■ **STATED EXERCISE**
Gather every line from the items below that contains the word "stone", treating case as significant.

■ **AVAILABLE RECORDS**

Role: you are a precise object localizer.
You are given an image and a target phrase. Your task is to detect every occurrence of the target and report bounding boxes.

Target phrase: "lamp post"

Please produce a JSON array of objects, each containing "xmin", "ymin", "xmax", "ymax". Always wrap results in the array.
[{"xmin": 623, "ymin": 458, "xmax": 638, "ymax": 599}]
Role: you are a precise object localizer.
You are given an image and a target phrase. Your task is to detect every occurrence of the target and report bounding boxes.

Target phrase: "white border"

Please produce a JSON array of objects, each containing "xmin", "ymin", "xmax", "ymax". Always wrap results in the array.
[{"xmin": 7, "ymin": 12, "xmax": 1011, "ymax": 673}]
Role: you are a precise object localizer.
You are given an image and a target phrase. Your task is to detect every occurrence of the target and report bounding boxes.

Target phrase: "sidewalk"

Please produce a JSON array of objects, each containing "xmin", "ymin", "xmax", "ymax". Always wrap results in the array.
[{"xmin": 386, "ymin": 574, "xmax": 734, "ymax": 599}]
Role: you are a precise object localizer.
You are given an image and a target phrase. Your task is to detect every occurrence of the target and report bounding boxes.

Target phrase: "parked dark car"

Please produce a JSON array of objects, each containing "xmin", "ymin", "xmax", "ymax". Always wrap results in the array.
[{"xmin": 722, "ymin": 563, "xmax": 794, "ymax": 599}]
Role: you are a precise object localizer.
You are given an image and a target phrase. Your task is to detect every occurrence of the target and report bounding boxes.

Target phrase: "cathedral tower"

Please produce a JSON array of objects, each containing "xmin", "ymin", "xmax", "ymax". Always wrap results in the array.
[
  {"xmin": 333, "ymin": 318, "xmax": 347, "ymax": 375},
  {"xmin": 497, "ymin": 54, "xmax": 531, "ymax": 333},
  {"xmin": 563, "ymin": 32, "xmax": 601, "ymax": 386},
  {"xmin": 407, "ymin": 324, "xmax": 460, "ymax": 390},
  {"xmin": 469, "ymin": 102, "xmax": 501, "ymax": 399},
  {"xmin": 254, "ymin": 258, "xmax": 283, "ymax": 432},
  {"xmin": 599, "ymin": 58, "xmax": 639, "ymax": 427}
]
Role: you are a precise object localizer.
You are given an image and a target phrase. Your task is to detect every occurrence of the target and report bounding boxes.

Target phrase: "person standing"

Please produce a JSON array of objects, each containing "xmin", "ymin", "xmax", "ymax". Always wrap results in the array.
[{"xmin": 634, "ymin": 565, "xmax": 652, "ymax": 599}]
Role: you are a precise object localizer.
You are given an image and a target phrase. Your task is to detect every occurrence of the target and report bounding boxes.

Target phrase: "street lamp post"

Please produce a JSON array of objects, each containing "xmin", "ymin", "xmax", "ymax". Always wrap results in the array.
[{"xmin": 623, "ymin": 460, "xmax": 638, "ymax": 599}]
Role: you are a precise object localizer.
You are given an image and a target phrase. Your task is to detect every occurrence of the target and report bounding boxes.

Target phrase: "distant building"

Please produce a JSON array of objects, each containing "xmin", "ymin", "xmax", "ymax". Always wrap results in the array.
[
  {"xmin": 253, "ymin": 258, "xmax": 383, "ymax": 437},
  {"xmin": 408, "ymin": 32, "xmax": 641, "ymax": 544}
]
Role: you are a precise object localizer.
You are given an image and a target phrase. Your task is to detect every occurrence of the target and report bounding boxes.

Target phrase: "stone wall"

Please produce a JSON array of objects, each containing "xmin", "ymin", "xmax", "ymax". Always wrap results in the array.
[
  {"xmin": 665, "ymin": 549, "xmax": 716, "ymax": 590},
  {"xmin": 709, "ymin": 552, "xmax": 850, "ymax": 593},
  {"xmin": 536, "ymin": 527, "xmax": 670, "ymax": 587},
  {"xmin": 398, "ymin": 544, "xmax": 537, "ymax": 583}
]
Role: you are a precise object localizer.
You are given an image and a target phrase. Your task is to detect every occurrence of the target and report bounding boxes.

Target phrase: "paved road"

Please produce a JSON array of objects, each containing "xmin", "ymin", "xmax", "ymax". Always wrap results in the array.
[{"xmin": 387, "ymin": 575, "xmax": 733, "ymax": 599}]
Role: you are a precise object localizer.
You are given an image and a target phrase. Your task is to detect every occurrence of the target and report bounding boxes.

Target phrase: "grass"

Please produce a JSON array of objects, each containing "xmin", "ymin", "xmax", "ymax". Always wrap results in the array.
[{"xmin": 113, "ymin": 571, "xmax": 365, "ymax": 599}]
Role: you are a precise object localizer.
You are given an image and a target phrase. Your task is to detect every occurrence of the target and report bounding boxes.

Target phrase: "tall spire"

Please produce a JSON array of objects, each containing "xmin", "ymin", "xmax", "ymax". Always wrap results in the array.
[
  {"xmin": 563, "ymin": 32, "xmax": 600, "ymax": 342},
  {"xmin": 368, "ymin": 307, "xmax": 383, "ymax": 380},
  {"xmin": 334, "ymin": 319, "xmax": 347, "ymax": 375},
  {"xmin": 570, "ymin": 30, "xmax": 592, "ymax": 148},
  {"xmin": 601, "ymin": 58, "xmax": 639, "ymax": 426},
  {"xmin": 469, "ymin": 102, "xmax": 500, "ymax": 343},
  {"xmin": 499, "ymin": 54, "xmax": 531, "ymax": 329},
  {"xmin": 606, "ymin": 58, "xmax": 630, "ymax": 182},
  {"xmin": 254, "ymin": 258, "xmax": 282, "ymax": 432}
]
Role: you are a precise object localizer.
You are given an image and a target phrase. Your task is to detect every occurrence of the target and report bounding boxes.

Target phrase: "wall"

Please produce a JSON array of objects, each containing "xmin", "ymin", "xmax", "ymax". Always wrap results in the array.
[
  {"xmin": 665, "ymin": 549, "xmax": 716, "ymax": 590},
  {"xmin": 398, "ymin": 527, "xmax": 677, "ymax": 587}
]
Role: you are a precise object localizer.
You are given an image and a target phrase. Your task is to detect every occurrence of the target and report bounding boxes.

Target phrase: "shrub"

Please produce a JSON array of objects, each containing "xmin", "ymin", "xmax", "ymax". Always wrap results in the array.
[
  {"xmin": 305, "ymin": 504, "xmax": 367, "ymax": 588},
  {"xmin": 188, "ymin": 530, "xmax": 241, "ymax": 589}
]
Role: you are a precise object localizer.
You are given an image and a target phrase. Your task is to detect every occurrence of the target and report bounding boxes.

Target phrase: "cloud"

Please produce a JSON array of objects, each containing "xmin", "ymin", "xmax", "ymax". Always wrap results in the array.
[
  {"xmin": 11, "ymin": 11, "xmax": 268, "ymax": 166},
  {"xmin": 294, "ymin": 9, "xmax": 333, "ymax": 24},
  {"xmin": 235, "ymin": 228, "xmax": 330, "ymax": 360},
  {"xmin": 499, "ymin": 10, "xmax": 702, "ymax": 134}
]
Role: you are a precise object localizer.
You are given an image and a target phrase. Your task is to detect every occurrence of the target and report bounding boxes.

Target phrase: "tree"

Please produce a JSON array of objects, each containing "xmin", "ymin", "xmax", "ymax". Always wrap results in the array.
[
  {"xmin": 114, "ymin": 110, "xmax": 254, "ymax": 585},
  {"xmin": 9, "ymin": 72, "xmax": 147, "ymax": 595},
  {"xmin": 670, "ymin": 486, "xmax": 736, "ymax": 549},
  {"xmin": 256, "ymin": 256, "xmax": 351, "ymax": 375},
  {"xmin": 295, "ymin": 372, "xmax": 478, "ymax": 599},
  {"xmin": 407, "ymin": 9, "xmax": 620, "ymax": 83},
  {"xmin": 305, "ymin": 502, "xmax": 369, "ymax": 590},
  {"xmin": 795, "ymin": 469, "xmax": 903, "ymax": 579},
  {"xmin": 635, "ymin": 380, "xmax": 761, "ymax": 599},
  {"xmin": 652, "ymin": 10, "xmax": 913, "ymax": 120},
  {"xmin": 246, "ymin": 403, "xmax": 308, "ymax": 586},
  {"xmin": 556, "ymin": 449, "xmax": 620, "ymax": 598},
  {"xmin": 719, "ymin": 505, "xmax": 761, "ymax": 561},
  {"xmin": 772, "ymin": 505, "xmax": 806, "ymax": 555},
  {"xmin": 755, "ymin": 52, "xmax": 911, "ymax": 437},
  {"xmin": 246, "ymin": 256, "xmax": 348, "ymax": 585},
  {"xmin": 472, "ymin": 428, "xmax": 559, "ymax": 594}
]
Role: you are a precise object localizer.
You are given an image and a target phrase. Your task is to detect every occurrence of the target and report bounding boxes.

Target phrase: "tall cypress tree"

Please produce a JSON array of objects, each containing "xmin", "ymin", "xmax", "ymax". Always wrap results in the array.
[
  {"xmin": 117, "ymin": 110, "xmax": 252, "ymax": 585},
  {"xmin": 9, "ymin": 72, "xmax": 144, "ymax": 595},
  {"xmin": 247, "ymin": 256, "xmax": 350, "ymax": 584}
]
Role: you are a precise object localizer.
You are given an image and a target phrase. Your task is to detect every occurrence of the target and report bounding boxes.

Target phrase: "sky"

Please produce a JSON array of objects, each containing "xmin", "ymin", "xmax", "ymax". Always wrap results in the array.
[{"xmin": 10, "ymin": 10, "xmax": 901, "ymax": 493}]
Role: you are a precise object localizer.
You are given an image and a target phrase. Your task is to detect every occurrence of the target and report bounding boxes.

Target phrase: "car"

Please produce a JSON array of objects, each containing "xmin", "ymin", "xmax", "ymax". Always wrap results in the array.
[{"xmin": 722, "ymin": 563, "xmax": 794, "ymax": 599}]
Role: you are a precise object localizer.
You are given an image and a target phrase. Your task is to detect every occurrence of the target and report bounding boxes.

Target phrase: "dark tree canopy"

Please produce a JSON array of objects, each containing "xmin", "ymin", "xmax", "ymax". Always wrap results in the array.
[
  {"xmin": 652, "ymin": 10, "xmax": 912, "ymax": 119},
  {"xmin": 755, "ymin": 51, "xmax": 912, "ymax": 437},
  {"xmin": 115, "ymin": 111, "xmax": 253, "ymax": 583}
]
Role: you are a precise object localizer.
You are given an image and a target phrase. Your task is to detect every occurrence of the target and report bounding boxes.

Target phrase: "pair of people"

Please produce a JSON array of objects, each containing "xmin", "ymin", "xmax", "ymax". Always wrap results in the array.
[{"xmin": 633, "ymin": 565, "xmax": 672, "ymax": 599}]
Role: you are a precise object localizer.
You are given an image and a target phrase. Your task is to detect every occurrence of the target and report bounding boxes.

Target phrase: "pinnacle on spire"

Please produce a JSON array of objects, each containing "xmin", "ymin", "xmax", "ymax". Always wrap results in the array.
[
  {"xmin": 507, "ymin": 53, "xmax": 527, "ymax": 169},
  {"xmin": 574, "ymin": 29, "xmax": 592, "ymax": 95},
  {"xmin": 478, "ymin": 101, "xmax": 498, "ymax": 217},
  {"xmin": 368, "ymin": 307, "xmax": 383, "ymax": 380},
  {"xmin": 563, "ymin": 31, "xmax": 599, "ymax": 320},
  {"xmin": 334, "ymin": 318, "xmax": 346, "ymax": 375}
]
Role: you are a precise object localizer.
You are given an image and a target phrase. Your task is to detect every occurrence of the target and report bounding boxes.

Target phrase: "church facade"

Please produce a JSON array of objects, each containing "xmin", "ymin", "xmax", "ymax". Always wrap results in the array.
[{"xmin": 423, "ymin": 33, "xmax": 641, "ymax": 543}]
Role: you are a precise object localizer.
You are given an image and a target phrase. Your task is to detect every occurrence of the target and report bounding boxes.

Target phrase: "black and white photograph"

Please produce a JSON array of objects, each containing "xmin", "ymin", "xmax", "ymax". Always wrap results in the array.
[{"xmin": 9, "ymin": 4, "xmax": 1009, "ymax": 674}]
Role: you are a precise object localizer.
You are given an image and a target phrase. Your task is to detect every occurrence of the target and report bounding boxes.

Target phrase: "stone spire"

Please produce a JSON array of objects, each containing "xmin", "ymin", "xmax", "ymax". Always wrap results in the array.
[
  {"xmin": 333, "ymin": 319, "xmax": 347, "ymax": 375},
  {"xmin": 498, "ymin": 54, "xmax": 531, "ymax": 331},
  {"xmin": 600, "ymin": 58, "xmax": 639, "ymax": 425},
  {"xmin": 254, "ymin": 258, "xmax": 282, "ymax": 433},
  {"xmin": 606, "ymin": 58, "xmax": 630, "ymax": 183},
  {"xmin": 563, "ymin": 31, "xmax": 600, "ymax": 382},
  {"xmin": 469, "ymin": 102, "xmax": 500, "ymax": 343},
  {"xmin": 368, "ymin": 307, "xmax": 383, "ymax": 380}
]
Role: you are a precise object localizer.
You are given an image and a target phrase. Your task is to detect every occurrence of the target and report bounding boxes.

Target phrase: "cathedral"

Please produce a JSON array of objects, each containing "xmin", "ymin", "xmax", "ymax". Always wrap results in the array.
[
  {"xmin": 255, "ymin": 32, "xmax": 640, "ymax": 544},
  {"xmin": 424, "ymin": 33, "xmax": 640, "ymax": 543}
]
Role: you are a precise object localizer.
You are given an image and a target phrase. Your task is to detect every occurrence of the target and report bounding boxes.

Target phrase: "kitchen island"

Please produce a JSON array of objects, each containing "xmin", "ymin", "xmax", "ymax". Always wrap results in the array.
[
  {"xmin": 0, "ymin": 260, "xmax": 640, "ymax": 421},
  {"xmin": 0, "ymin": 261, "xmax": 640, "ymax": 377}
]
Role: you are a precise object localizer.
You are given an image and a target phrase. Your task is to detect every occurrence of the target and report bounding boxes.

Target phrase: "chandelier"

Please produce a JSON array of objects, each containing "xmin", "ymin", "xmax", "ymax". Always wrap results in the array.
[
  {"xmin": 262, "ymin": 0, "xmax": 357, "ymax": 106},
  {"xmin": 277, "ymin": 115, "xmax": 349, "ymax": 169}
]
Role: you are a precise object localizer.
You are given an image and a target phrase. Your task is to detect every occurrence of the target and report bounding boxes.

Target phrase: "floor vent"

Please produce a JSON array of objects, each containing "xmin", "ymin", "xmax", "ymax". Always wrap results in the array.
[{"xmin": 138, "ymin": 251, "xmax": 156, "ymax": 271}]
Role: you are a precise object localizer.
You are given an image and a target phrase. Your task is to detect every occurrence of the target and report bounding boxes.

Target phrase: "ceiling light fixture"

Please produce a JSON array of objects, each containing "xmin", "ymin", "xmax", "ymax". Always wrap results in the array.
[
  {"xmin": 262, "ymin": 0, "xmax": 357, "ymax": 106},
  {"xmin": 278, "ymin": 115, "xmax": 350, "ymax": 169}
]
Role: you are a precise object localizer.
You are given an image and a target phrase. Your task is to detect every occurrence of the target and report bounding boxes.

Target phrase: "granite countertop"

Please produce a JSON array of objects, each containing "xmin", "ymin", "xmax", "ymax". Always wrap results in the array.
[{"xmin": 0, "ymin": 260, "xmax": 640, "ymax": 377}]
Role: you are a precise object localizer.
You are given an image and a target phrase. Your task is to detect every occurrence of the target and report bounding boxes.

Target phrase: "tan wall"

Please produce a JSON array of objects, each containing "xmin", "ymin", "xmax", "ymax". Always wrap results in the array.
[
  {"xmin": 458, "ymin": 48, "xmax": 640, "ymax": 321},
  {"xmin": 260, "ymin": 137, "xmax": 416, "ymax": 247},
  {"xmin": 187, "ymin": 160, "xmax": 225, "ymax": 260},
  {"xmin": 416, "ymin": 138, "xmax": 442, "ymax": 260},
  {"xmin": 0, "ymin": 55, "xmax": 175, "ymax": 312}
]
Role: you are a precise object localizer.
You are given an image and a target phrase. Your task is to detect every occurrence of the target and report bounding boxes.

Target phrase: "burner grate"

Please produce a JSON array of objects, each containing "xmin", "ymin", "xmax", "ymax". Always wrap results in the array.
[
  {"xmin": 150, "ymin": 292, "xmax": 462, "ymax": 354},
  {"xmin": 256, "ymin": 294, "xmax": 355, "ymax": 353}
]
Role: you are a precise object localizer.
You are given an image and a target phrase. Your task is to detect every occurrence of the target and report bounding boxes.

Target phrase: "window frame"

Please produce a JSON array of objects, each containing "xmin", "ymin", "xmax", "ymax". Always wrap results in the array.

■ **OUTPUT OF THE EXERCISE**
Target phrase: "stone wall"
Target phrase: "stone spire"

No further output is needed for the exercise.